→ EXTRACT TO READ:
# Debt Default Is Only A Choice



## Michael Cornips (27 July 2011)

There obviously has been much discussion on whether or not the US will default on their debt. The most important thing to note is that there is no practical constraint to issue debt for any country that issues its own currency. If you personally are in the habit of issuing your own IOUs you will probably realize that you can not run out of your own ability to hand out those IOUs. Certainly people may eventually value your IOU less, but your ability to issue is never restricted. For the Government, it is only a political constraint and any damage done in not increasing the debt limit will be purely self inflicted. The concept of default can only be seen as you refusing to issue your own IOU. 

This brings up the question of how money is managed at a national level. I will attempt an explanation but you will need to appreciate that it is all about accounting and not economic theory. For countries like the US, UK and Australia the process is the same, but it is not for the Euro area since the member countries do not issue their own currencies. 

At the top of the banking pyramid is the Reserve Bank of Australia. In America it is the Federal Reserve. Every financial dollar circulates through the economy eg. from Government to Centrelink recipients to spending with businesses, into business bank accounts, netted back to the Reserve Bank and back to the Government to fund the original spending. A dollar created by Government cannot be destroyed or disappear until it is paid back by a taxation payment. A dollar created by bank lending creates a bank deposit that can't be destroyed until a bank debt is repaid. If you follow the money around it is all quite logical, and that combined with monetary conventions will give you a better understanding how the system really works.

→ SUPPLIED MATERIAL:
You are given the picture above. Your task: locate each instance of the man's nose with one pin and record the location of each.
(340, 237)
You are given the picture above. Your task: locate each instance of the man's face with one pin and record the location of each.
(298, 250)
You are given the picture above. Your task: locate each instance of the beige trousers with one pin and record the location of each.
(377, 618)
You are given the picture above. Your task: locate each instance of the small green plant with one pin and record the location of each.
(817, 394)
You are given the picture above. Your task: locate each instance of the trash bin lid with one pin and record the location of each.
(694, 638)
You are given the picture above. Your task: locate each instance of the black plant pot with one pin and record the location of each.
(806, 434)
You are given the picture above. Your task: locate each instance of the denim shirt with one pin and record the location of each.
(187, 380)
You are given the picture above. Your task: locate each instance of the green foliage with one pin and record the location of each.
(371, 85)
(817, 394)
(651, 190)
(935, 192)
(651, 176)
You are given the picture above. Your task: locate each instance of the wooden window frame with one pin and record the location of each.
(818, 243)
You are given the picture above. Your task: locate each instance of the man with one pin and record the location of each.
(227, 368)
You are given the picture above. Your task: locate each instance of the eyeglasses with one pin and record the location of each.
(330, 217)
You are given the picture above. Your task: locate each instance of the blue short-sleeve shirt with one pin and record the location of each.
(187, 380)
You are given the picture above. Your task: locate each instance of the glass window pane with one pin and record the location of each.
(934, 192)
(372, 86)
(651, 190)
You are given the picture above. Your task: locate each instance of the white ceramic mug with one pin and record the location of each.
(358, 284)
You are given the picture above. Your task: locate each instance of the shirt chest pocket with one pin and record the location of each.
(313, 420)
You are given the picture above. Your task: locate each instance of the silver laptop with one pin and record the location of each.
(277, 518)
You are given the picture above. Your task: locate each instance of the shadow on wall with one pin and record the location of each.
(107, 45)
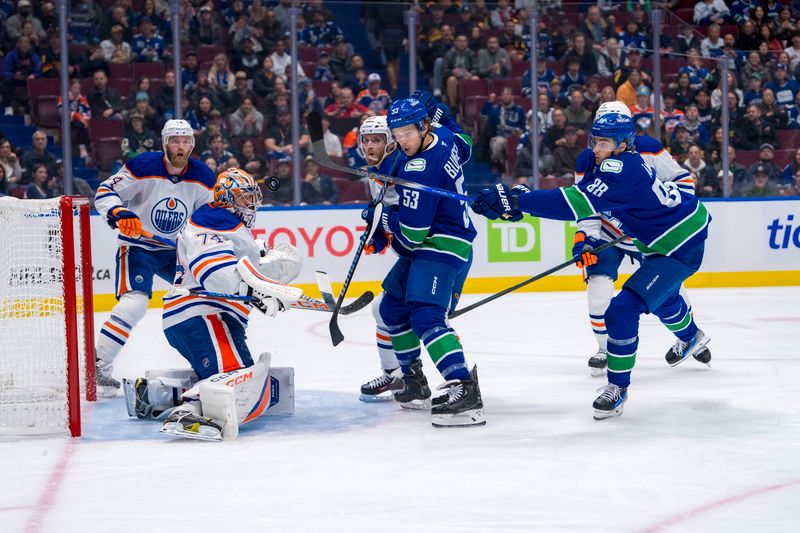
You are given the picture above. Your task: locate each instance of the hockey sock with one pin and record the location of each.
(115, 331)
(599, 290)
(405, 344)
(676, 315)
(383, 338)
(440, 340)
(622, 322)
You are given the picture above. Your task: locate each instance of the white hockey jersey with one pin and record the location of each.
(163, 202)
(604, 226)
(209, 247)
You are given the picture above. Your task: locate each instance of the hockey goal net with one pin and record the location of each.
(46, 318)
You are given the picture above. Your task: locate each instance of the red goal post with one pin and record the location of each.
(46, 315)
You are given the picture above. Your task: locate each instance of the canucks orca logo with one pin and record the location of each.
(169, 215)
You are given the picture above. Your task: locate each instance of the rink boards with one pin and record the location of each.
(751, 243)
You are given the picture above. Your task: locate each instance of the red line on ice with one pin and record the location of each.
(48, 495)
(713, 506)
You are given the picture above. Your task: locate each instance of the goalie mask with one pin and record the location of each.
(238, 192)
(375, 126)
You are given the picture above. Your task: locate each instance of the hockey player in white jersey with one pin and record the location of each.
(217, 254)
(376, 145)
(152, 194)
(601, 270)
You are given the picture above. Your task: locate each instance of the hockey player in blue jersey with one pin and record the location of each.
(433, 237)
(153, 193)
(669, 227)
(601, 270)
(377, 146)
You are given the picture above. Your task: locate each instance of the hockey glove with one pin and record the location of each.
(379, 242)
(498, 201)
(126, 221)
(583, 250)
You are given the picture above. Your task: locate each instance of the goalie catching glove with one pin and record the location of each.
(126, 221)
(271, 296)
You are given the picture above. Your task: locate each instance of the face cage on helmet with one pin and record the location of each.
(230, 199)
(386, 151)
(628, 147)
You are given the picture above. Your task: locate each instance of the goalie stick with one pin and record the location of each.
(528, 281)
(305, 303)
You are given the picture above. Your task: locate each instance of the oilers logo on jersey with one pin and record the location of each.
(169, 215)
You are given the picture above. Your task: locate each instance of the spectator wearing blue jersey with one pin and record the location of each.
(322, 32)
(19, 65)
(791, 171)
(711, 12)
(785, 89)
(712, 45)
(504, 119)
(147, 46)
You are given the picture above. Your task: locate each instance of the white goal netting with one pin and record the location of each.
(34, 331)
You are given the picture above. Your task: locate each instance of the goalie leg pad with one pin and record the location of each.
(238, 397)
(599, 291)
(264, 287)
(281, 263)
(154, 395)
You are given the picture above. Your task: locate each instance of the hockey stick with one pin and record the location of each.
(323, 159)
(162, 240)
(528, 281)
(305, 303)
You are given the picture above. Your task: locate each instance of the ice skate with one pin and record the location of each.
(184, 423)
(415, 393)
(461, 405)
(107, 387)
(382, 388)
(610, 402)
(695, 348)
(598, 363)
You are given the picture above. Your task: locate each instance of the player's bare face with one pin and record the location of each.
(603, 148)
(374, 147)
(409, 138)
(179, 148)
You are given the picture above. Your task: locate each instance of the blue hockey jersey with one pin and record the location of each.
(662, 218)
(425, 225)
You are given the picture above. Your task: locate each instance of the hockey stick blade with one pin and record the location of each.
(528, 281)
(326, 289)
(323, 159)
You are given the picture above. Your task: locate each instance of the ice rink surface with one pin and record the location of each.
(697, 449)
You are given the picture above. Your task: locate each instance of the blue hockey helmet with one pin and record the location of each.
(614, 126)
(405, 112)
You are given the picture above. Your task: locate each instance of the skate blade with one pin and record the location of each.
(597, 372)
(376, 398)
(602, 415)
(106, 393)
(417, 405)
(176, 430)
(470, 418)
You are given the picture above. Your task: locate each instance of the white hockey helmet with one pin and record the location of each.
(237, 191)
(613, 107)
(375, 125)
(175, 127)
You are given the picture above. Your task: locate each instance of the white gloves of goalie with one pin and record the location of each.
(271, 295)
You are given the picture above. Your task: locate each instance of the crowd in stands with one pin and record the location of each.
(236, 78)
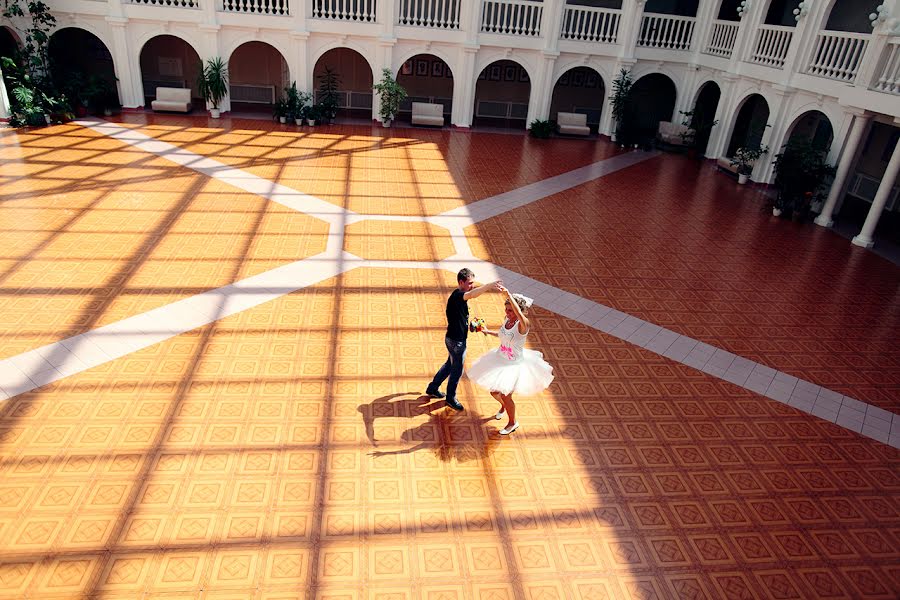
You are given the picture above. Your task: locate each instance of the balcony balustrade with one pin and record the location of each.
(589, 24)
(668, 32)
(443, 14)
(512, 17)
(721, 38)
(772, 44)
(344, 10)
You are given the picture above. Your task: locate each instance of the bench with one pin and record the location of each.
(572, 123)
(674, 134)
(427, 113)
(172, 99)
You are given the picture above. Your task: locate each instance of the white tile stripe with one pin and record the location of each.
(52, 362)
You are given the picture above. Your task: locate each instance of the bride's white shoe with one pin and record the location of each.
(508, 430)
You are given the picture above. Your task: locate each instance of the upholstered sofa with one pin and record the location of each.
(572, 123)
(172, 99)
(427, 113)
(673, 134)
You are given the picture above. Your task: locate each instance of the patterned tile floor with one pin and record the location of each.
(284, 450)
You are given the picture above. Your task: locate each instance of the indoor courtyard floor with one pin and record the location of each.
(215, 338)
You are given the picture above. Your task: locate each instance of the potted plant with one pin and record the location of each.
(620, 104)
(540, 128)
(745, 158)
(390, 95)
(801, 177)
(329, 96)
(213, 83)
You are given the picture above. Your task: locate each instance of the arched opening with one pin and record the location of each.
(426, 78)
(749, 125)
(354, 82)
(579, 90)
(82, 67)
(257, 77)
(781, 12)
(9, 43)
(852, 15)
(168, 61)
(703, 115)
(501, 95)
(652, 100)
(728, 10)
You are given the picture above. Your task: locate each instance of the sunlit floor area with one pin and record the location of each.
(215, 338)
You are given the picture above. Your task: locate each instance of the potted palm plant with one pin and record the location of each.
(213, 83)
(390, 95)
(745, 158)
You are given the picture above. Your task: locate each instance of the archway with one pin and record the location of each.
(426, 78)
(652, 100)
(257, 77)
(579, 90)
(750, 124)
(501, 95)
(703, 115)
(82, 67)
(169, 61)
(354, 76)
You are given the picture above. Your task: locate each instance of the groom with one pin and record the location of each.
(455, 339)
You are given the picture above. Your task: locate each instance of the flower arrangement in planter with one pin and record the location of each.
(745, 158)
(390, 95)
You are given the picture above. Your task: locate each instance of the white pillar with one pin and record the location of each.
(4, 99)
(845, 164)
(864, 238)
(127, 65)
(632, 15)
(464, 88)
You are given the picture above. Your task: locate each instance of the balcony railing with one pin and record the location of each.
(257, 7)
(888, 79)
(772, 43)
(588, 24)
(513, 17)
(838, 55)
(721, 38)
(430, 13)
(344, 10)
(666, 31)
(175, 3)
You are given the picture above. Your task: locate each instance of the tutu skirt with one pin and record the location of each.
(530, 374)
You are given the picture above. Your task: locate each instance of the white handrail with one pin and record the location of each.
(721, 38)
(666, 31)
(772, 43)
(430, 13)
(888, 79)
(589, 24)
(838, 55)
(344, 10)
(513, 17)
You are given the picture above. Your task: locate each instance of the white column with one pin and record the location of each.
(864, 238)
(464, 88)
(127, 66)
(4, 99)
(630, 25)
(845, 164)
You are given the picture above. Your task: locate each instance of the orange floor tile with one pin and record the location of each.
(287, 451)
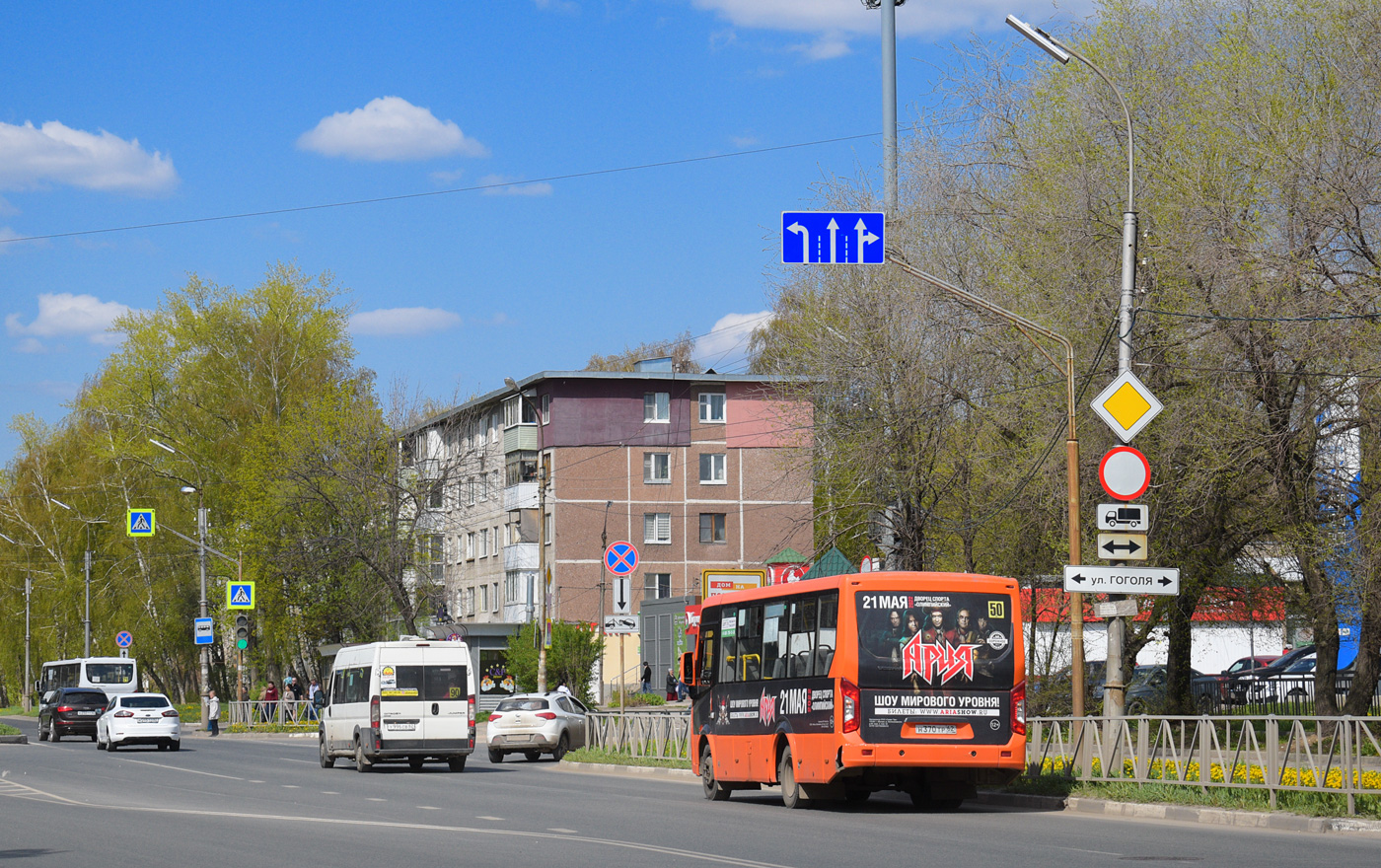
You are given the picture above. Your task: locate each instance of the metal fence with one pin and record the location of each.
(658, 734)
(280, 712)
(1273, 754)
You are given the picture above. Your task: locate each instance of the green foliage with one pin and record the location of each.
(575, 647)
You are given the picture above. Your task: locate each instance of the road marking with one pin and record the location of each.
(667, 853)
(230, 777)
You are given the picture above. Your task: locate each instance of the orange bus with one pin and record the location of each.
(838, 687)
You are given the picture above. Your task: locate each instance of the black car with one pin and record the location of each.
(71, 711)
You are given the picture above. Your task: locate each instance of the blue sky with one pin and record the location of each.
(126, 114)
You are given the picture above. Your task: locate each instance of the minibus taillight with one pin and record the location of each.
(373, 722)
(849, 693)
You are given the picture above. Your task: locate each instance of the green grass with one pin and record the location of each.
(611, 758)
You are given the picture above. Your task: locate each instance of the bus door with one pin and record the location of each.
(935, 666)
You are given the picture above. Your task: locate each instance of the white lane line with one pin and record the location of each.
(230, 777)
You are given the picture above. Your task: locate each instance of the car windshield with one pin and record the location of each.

→ TO BE DONE:
a) Write out, word for word, the passage of the debt default article between "## Michael Cornips" and "your own IOU.", inclusive.
b) In the debt default article, what sits at the top of the banking pyramid in Australia?

→ ANSWERS TO THE EXERCISE:
a)
## Michael Cornips (27 July 2011)

There obviously has been much discussion on whether or not the US will default on their debt. The most important thing to note is that there is no practical constraint to issue debt for any country that issues its own currency. If you personally are in the habit of issuing your own IOUs you will probably realize that you can not run out of your own ability to hand out those IOUs. Certainly people may eventually value your IOU less, but your ability to issue is never restricted. For the Government, it is only a political constraint and any damage done in not increasing the debt limit will be purely self inflicted. The concept of default can only be seen as you refusing to issue your own IOU.

b) The Reserve Bank of Australia.